++++ SOURCE MATERIAL ++++
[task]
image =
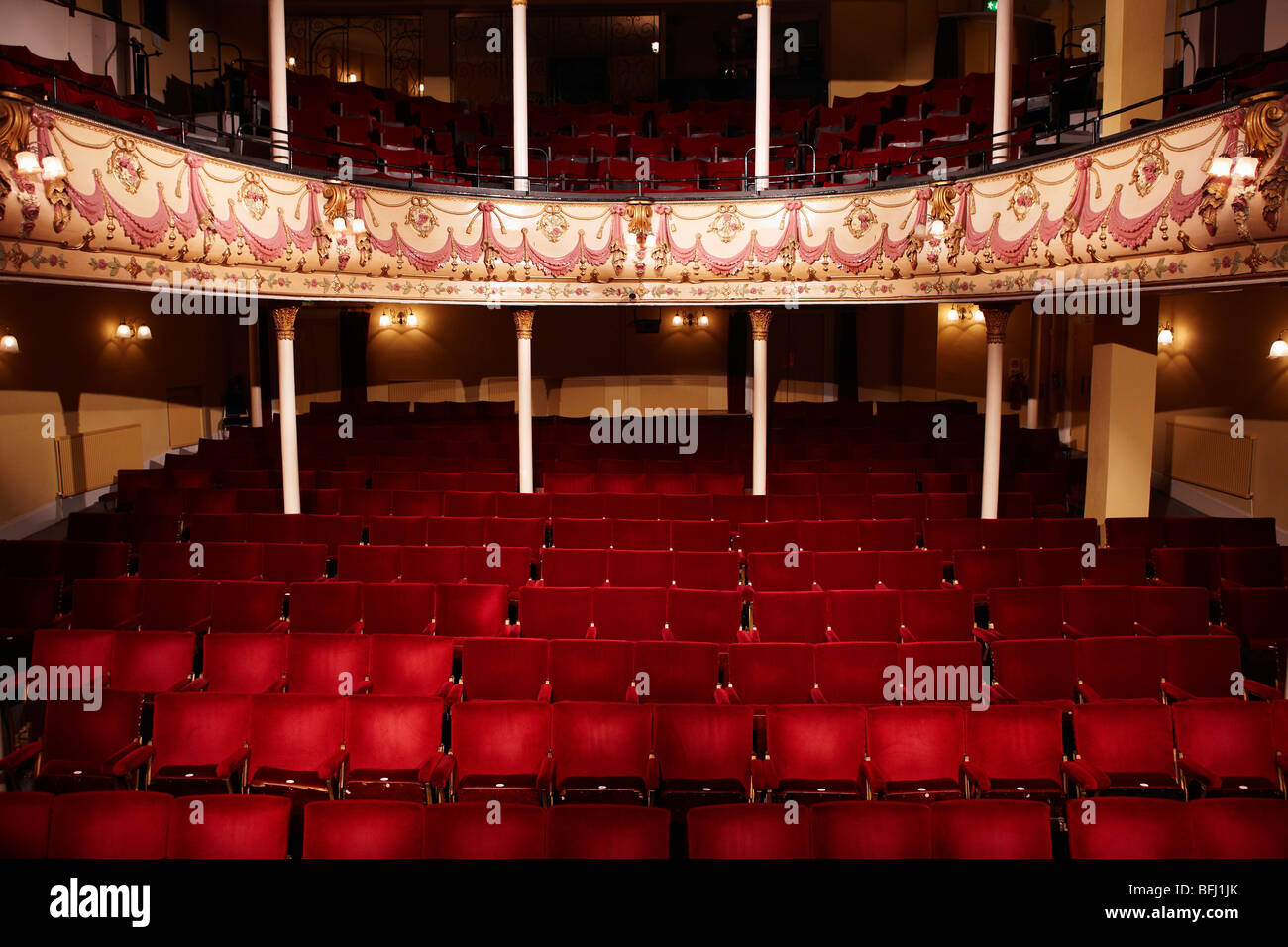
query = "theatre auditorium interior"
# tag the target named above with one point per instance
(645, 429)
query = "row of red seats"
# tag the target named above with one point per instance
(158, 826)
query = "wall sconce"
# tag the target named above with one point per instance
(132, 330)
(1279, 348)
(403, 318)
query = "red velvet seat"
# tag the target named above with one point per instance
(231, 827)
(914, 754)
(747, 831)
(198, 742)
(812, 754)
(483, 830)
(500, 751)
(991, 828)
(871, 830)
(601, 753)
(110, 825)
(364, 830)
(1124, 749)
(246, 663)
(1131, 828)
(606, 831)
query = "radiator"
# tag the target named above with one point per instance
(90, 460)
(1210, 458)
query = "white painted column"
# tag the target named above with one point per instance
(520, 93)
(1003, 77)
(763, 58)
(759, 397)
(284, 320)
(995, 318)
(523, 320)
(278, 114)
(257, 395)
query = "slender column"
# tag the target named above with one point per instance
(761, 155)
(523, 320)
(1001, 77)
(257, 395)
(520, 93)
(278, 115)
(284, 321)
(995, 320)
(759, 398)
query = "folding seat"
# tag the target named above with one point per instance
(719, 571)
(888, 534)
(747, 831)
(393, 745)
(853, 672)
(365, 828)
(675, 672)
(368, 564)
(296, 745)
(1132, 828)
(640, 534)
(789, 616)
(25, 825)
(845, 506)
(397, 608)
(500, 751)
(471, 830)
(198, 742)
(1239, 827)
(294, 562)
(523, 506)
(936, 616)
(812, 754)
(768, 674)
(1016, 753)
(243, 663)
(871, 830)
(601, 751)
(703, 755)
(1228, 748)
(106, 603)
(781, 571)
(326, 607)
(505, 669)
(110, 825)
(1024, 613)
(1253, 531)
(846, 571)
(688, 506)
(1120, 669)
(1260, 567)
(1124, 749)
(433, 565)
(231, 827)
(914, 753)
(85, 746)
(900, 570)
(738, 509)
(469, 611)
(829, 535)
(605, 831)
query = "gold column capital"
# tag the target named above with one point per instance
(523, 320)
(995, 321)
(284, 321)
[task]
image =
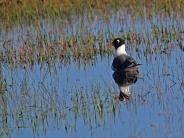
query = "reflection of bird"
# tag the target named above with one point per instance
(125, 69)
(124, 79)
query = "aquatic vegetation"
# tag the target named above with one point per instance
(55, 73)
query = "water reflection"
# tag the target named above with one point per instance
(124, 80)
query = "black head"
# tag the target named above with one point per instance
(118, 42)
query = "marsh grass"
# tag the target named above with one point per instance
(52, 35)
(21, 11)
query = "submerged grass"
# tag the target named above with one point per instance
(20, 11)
++++
EXERCISE DETAILS: Which lines of the data above contain the string "reflection"? Copy each of them.

EXPECTED ANSWER:
query = "reflection of bird"
query = "water reflection"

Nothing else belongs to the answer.